START Data
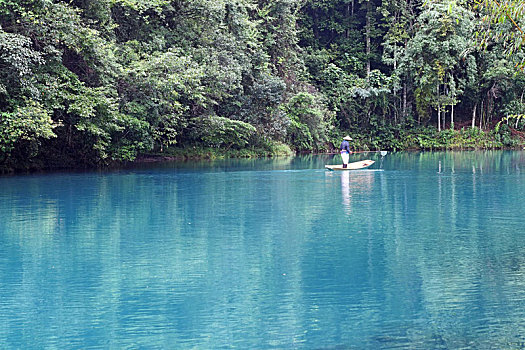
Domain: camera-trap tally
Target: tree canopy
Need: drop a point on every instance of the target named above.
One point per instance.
(86, 83)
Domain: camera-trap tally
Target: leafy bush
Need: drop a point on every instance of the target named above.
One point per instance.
(218, 132)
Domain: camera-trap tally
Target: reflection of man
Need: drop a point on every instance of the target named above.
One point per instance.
(345, 150)
(345, 190)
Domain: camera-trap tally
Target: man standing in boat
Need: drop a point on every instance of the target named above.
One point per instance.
(345, 150)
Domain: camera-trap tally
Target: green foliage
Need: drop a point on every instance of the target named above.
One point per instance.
(86, 83)
(24, 128)
(307, 126)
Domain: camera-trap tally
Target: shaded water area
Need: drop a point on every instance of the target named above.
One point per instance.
(420, 251)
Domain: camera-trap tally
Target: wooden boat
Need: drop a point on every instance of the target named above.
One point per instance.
(351, 166)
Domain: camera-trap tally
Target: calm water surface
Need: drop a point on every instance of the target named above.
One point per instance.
(420, 251)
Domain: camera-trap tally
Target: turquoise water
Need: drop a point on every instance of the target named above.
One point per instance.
(420, 251)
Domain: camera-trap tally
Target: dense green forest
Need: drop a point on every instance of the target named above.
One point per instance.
(91, 82)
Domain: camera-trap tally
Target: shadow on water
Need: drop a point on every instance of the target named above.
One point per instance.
(422, 250)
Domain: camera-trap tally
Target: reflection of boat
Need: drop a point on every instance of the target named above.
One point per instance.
(351, 166)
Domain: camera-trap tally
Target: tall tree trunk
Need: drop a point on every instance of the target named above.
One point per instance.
(367, 35)
(452, 118)
(474, 116)
(480, 115)
(439, 110)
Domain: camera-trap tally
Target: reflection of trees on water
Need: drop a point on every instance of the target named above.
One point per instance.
(211, 258)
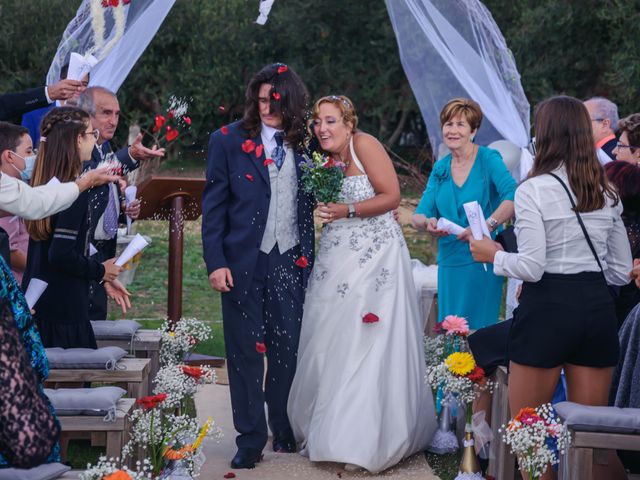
END Data
Problem description: Single out each line of the records above with the string "green" in it, and copy it.

Answer section:
Target: green foliage
Target: dense green forest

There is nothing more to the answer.